Identify each line in the records below that contains the string "grass", and copy those lines.

■ ■ ■ ■ ■ ■ ■

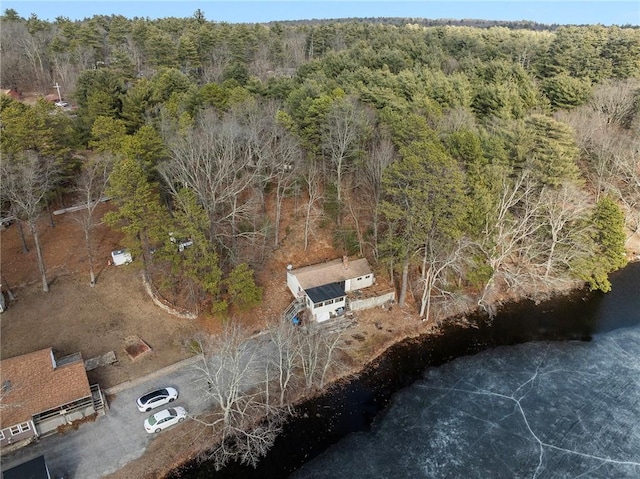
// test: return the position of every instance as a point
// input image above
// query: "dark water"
(352, 408)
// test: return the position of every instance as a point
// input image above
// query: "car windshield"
(147, 397)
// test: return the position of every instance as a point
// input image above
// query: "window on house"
(18, 428)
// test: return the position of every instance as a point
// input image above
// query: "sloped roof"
(326, 291)
(331, 272)
(31, 385)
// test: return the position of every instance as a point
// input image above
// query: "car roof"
(152, 394)
(165, 413)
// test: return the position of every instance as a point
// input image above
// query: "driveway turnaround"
(102, 447)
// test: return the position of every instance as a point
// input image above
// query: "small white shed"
(121, 256)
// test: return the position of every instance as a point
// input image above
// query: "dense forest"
(464, 161)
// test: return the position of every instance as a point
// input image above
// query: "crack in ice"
(529, 384)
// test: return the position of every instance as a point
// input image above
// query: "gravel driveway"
(106, 445)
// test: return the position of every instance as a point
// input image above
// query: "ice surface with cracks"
(537, 410)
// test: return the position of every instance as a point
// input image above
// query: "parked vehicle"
(156, 398)
(164, 419)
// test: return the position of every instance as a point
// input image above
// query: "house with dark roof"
(323, 288)
(40, 393)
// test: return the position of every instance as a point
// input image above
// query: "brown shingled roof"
(331, 272)
(35, 386)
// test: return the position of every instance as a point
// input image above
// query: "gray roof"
(326, 291)
(331, 272)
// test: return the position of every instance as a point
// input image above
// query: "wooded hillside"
(463, 161)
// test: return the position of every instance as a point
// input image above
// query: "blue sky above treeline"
(621, 12)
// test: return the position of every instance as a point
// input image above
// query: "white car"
(156, 398)
(165, 418)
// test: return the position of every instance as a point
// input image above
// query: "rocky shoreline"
(181, 458)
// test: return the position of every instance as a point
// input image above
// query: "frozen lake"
(542, 391)
(551, 409)
(537, 410)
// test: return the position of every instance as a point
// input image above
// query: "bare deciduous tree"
(312, 179)
(283, 335)
(90, 188)
(347, 125)
(381, 154)
(514, 219)
(438, 259)
(218, 160)
(317, 350)
(232, 376)
(25, 182)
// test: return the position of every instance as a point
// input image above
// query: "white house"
(324, 286)
(40, 393)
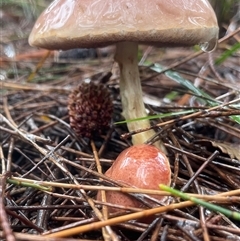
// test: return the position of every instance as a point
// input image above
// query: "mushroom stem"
(131, 92)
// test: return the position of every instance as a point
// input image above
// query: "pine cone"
(90, 109)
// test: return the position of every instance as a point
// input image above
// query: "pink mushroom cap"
(140, 166)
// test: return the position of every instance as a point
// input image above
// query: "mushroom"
(140, 166)
(68, 24)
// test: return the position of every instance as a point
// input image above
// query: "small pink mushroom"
(140, 166)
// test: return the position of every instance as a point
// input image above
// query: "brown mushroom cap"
(140, 166)
(67, 24)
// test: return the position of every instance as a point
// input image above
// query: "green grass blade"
(210, 206)
(226, 54)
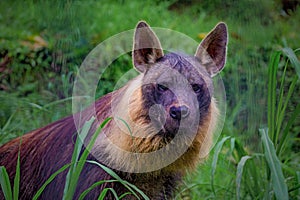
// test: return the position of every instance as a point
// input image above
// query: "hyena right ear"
(212, 50)
(146, 47)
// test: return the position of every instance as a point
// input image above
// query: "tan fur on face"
(121, 143)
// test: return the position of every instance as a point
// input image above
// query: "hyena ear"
(146, 47)
(212, 50)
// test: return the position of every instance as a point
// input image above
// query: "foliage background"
(42, 44)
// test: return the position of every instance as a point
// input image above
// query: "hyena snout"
(179, 112)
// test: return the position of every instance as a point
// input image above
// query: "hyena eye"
(161, 88)
(196, 88)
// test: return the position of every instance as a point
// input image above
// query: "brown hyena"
(167, 113)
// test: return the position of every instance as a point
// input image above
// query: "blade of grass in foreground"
(49, 180)
(5, 183)
(215, 160)
(272, 82)
(128, 185)
(277, 179)
(17, 177)
(75, 176)
(239, 174)
(77, 148)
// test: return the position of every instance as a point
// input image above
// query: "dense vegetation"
(43, 43)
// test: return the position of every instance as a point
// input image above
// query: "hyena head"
(169, 107)
(177, 89)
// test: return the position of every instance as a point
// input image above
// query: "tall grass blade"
(104, 191)
(84, 193)
(277, 179)
(293, 58)
(76, 152)
(17, 178)
(82, 160)
(126, 184)
(215, 160)
(239, 174)
(272, 82)
(49, 180)
(5, 183)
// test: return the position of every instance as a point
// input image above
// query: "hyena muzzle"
(168, 114)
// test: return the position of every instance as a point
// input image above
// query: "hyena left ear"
(212, 50)
(146, 47)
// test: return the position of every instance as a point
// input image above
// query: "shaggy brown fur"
(45, 150)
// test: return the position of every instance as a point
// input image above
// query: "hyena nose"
(178, 112)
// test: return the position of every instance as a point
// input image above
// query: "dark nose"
(178, 112)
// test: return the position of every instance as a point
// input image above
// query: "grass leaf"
(76, 152)
(17, 178)
(272, 71)
(80, 164)
(5, 183)
(239, 174)
(293, 58)
(215, 160)
(84, 193)
(126, 184)
(104, 191)
(49, 180)
(277, 179)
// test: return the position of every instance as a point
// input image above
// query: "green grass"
(36, 84)
(265, 174)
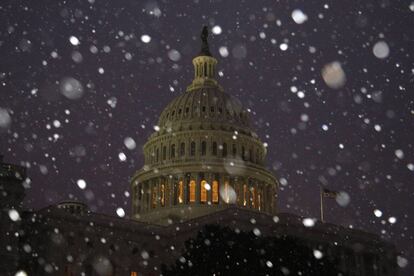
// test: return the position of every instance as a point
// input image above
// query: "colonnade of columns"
(202, 188)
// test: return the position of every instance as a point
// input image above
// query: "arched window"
(214, 148)
(162, 195)
(224, 150)
(192, 149)
(154, 195)
(215, 189)
(245, 195)
(180, 192)
(259, 199)
(164, 152)
(173, 151)
(253, 197)
(226, 193)
(203, 191)
(203, 148)
(192, 191)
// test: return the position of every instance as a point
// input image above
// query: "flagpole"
(321, 200)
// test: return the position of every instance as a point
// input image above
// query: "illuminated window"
(259, 200)
(203, 191)
(192, 190)
(162, 195)
(192, 149)
(173, 151)
(214, 148)
(245, 194)
(154, 197)
(224, 150)
(253, 197)
(226, 192)
(180, 192)
(203, 148)
(215, 190)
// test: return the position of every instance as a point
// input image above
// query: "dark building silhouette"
(204, 165)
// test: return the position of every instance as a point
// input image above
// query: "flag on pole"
(329, 193)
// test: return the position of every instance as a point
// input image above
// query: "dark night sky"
(357, 138)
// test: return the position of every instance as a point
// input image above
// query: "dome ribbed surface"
(210, 107)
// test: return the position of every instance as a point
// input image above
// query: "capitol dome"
(203, 156)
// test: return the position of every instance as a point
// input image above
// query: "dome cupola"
(204, 157)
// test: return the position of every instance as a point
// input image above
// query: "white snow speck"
(401, 261)
(317, 254)
(381, 49)
(216, 30)
(130, 143)
(74, 40)
(343, 199)
(399, 153)
(120, 212)
(334, 75)
(122, 157)
(256, 232)
(308, 222)
(174, 55)
(377, 213)
(14, 215)
(145, 38)
(283, 46)
(224, 52)
(81, 184)
(71, 88)
(299, 17)
(392, 220)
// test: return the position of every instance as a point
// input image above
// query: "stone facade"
(204, 165)
(203, 157)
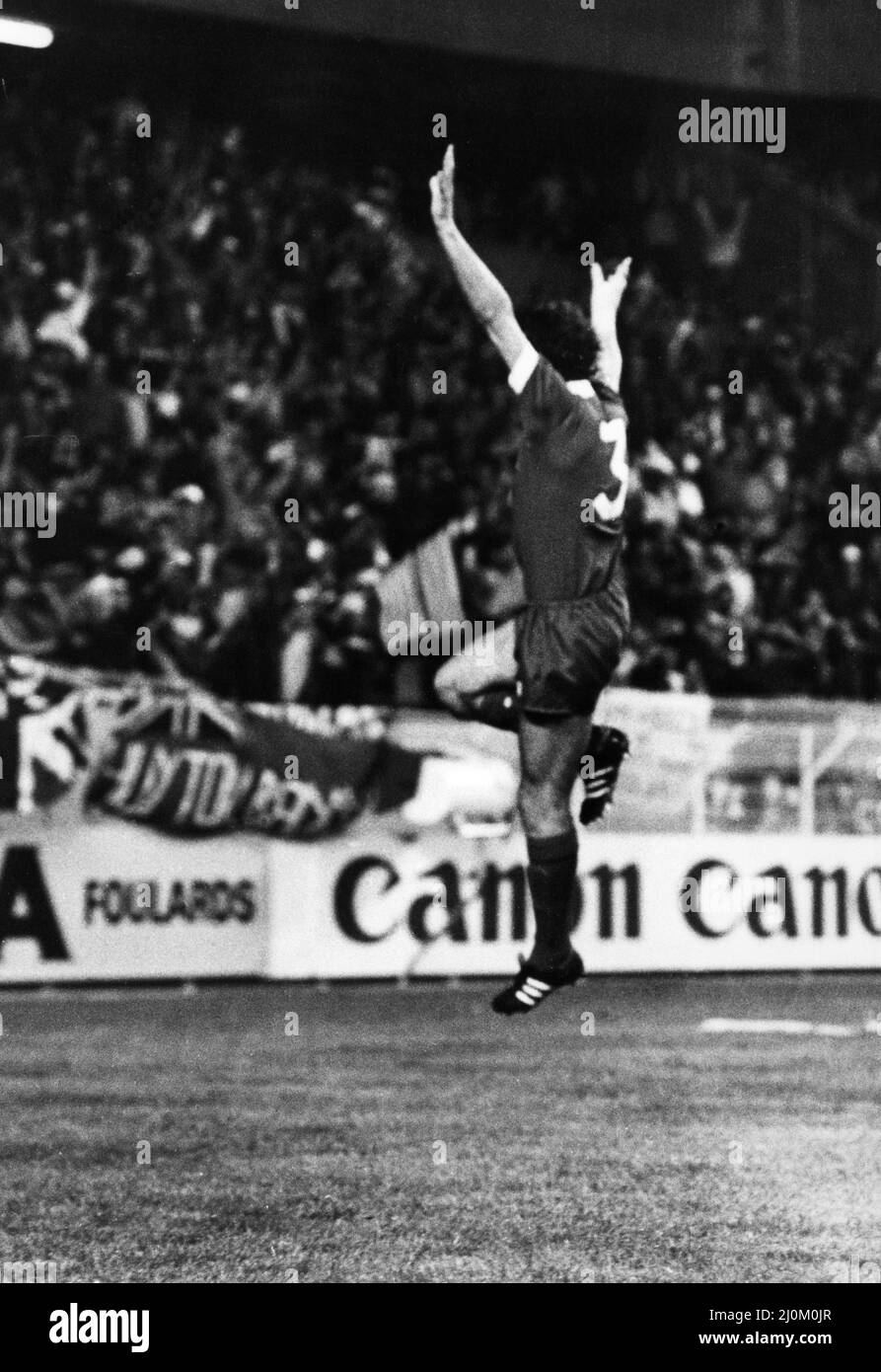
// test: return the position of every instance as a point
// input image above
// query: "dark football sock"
(497, 706)
(551, 873)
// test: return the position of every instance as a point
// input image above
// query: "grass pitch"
(409, 1135)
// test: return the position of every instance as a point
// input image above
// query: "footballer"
(548, 667)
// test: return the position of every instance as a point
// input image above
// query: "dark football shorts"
(567, 650)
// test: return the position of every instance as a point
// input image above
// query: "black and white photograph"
(441, 660)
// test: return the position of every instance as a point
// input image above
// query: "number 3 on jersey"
(614, 432)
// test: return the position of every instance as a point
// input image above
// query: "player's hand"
(442, 191)
(606, 294)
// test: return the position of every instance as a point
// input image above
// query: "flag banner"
(192, 766)
(42, 735)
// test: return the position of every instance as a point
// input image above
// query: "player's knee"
(544, 809)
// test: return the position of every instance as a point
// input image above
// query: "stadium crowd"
(224, 366)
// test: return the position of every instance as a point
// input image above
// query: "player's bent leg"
(551, 751)
(480, 682)
(607, 749)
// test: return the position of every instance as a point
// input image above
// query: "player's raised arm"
(486, 295)
(606, 296)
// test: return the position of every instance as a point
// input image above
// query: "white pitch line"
(789, 1027)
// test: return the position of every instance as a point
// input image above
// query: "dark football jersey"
(569, 486)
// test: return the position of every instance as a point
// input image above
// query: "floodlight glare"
(22, 34)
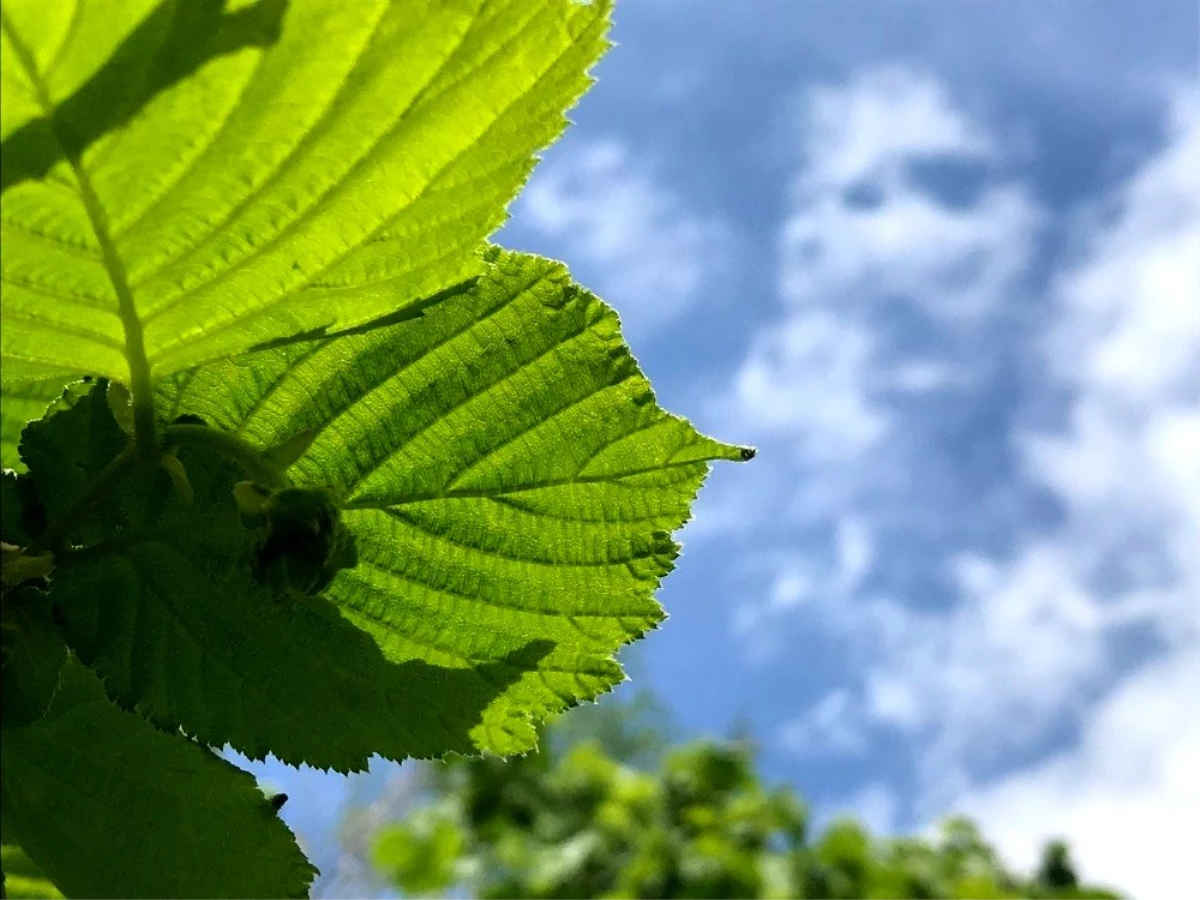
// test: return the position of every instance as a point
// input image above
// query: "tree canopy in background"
(295, 461)
(604, 811)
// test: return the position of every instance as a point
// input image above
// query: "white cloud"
(1050, 631)
(1127, 797)
(864, 228)
(651, 255)
(1127, 468)
(829, 726)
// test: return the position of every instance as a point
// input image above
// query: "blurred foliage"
(609, 811)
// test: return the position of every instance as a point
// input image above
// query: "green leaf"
(70, 459)
(510, 486)
(33, 657)
(22, 402)
(161, 599)
(22, 879)
(108, 807)
(183, 181)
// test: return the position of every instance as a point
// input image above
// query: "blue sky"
(940, 261)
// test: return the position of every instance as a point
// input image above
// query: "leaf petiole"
(59, 529)
(252, 460)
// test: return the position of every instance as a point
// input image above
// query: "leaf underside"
(201, 180)
(511, 489)
(111, 808)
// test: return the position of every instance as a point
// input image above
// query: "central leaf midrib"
(141, 385)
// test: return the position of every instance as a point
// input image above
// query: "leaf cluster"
(297, 463)
(577, 822)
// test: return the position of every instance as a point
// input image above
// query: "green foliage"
(575, 822)
(307, 468)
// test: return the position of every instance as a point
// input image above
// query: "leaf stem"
(141, 384)
(60, 528)
(246, 455)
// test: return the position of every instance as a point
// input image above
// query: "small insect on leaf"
(305, 541)
(178, 477)
(283, 455)
(251, 498)
(120, 403)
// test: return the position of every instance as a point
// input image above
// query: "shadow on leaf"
(167, 47)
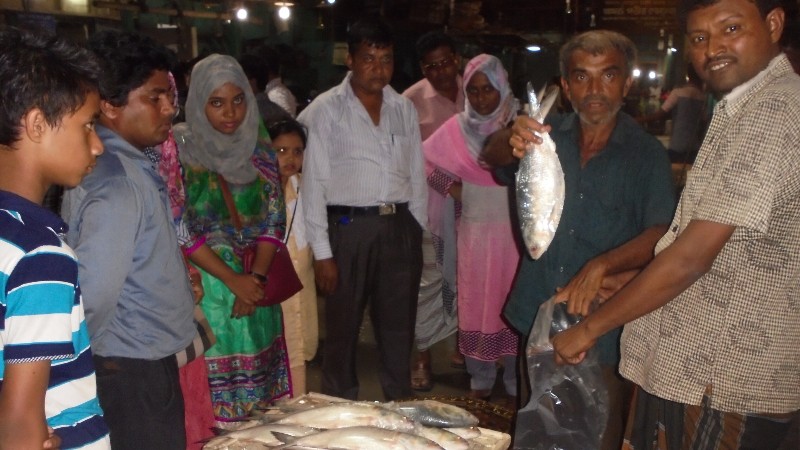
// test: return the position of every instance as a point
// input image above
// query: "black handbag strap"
(237, 221)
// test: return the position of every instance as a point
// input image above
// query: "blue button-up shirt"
(136, 292)
(623, 190)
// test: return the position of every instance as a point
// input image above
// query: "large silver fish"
(261, 433)
(540, 183)
(361, 438)
(339, 415)
(446, 439)
(434, 414)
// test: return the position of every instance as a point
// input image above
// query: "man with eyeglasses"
(138, 299)
(437, 97)
(364, 202)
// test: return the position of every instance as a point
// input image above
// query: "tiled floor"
(447, 381)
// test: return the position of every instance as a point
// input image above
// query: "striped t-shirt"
(41, 318)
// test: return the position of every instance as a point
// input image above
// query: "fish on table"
(340, 415)
(434, 414)
(360, 438)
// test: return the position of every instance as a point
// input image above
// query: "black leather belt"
(380, 210)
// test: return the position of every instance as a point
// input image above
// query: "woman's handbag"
(282, 280)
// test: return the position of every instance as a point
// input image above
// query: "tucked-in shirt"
(278, 93)
(737, 329)
(137, 294)
(351, 161)
(41, 318)
(433, 108)
(622, 190)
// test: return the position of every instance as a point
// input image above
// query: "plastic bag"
(568, 409)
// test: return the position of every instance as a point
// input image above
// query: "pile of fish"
(418, 424)
(540, 182)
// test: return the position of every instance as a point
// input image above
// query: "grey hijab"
(201, 144)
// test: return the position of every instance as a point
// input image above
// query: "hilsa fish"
(339, 415)
(434, 414)
(540, 183)
(259, 433)
(360, 438)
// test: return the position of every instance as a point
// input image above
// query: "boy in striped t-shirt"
(49, 104)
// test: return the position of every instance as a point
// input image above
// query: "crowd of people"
(133, 320)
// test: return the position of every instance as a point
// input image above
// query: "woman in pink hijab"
(488, 255)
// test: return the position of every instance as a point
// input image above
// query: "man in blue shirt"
(47, 379)
(138, 298)
(619, 197)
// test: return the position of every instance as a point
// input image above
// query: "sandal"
(421, 378)
(481, 394)
(457, 361)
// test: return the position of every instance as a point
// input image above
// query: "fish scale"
(540, 183)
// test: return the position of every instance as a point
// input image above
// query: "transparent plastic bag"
(568, 409)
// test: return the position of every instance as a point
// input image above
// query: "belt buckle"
(385, 209)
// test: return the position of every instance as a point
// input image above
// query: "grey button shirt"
(137, 297)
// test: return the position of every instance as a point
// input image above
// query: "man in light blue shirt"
(137, 295)
(365, 202)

■ ■ ■ ■ ■ ■ ■

> _Complete response_:
// query: "green grass blade"
// query: "blade of grass in foreground"
// query: "tall grass blade"
// query: "grass leaf"
// query: "green grass"
// query: "grass pitch"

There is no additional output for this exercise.